THE TASK: Please transcribe the records precisely; pictures stay out of your copy.

++++

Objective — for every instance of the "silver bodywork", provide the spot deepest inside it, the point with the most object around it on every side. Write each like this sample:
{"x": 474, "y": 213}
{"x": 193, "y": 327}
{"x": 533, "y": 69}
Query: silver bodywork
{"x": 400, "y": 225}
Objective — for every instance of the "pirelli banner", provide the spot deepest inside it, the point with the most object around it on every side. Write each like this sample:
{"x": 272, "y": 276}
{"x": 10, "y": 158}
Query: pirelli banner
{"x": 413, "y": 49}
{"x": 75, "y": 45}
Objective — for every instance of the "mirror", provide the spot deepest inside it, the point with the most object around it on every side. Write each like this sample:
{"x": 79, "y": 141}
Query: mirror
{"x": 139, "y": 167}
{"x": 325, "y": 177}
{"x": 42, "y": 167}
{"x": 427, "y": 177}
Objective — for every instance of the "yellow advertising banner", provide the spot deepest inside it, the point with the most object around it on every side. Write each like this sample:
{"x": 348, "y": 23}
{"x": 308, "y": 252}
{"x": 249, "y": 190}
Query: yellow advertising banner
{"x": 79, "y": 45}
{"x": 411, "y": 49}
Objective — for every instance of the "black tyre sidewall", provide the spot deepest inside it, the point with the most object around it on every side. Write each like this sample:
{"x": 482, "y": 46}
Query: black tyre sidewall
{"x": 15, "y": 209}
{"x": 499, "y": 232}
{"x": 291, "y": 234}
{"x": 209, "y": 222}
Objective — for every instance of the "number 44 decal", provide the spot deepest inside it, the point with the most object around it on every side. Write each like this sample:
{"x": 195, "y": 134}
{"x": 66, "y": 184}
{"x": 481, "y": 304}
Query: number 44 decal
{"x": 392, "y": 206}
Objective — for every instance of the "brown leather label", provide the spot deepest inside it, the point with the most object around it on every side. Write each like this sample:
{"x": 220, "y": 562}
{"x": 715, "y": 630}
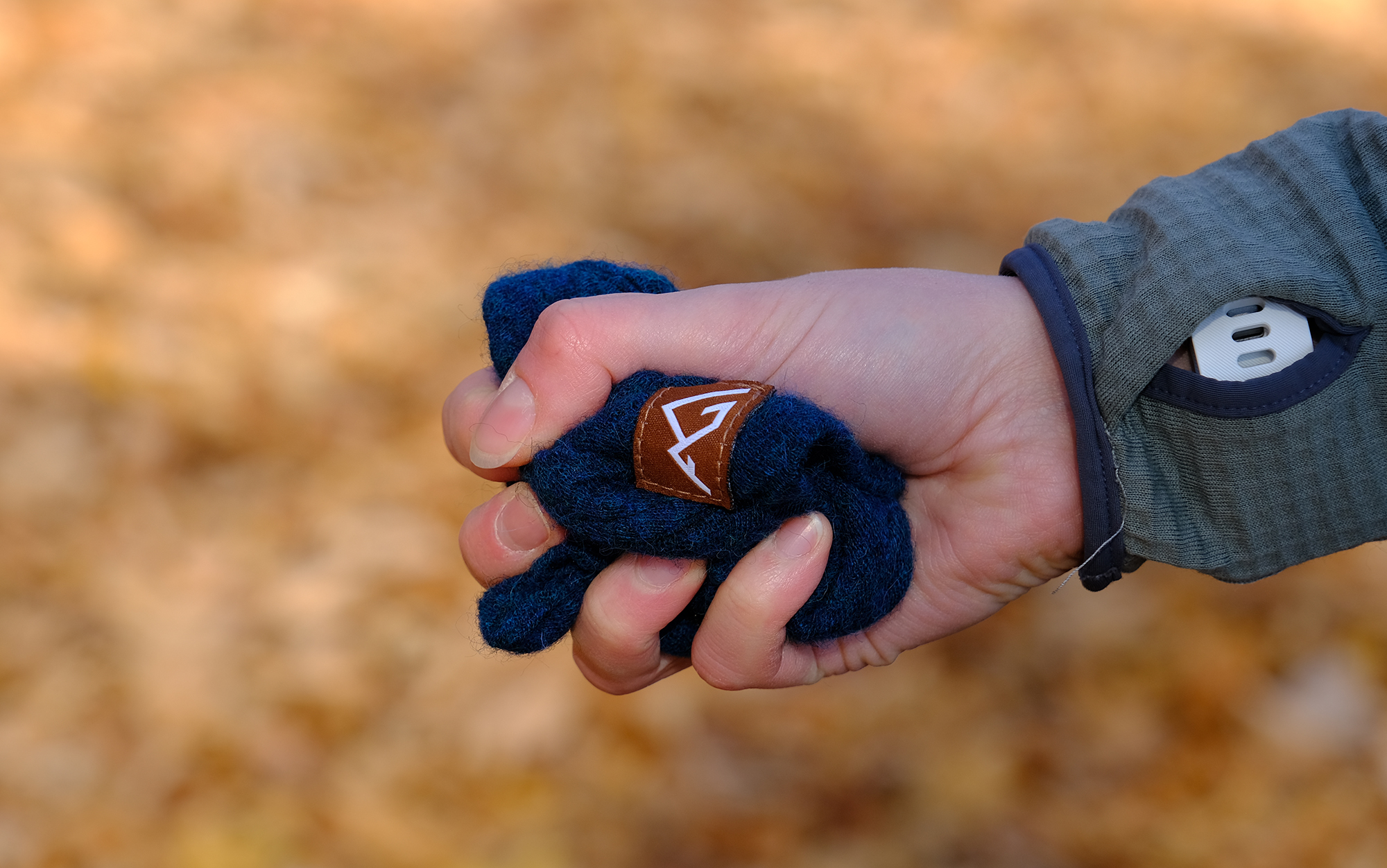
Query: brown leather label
{"x": 684, "y": 439}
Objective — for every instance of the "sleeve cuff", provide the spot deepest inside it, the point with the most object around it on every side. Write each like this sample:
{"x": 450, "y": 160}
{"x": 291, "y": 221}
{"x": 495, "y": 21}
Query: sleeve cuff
{"x": 1105, "y": 554}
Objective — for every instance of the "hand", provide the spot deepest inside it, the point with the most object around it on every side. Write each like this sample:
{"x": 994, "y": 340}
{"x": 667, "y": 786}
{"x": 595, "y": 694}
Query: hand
{"x": 948, "y": 375}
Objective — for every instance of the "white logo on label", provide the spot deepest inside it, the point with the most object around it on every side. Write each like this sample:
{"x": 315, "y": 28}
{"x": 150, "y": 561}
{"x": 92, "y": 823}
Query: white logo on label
{"x": 689, "y": 440}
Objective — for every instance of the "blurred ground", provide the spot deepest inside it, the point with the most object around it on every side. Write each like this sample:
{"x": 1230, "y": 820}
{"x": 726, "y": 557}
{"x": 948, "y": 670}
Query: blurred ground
{"x": 241, "y": 252}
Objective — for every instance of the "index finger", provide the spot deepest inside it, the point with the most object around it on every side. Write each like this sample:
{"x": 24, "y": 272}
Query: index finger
{"x": 580, "y": 347}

++++

OUTPUT OF THE EXERCISE:
Objective — for every instance of the "silver bodywork", provide the spot deepest inside it, the point with the most object around it on every side. Write each like this sample:
{"x": 474, "y": 213}
{"x": 193, "y": 327}
{"x": 533, "y": 69}
Query: silver bodywork
{"x": 400, "y": 225}
Objective — for every instance of the "pirelli banner", provide the spot deepest inside it, the point with the most object around it on every side. Write each like this sample:
{"x": 272, "y": 276}
{"x": 10, "y": 158}
Query: pirelli banner
{"x": 413, "y": 49}
{"x": 75, "y": 45}
Objective — for every instance of the "mirror", provide the spot deepest inside it, the point with the most object around it on every side. Write each like this sample:
{"x": 79, "y": 141}
Query: mirror
{"x": 139, "y": 167}
{"x": 325, "y": 177}
{"x": 42, "y": 167}
{"x": 427, "y": 177}
Objective — for every instance of the "yellow advertising banner", provide the spot deepest inside it, the point with the most object around it on every side. Write each like this sample:
{"x": 348, "y": 23}
{"x": 308, "y": 252}
{"x": 249, "y": 190}
Query: yellow advertising banner
{"x": 79, "y": 45}
{"x": 411, "y": 49}
Objective — for every instance of the "black tyre sidewall", provide the spot deepest inside it, the point with the most object around it on every side. Write each like this sample:
{"x": 482, "y": 46}
Query: black tyre sidewall
{"x": 15, "y": 209}
{"x": 499, "y": 232}
{"x": 291, "y": 234}
{"x": 209, "y": 222}
Objective — for every instance of the "number 44 decal", provide the spot deepest inside it, the point with the most object around it on every side. Write each like this sample:
{"x": 195, "y": 134}
{"x": 66, "y": 184}
{"x": 481, "y": 304}
Query: number 44 decal
{"x": 392, "y": 206}
Objective — for every instance of the "brown leather label", provide the spot deepest inside it, the point with the most object around it on every side. Write each like this sample:
{"x": 220, "y": 562}
{"x": 715, "y": 630}
Query: brown leather label
{"x": 684, "y": 439}
Objective — for every instance of the "sleeve cuff", provide the spot deepest inside it, the point with the most object around it on every side. Write each like this sample:
{"x": 450, "y": 160}
{"x": 291, "y": 221}
{"x": 495, "y": 21}
Query: sleeve cuff
{"x": 1105, "y": 554}
Objective — for every instance of the "hand", provide the spot deepest inside it, the point with the most object around it on every side. Write each like this sample:
{"x": 994, "y": 340}
{"x": 667, "y": 786}
{"x": 595, "y": 694}
Query: hand
{"x": 948, "y": 375}
Objective — for every instance of the "white logo on label", provide the spot deepest inside it, the point with the most object around it on every side. Write each like this sample:
{"x": 315, "y": 28}
{"x": 150, "y": 561}
{"x": 92, "y": 823}
Query: white logo on label
{"x": 689, "y": 440}
Objective — for every instance of the "blurred ground", provide the spot deepest inside it, the point with the most object around it on every side. Write each like this sample:
{"x": 1230, "y": 820}
{"x": 726, "y": 557}
{"x": 948, "y": 670}
Query: blurred ground
{"x": 241, "y": 252}
Objective — for every instance of the "index finger", provide the spot deepest inside it, the point with the most object around it on every side. Write each like this sample:
{"x": 24, "y": 272}
Query: index finger
{"x": 580, "y": 347}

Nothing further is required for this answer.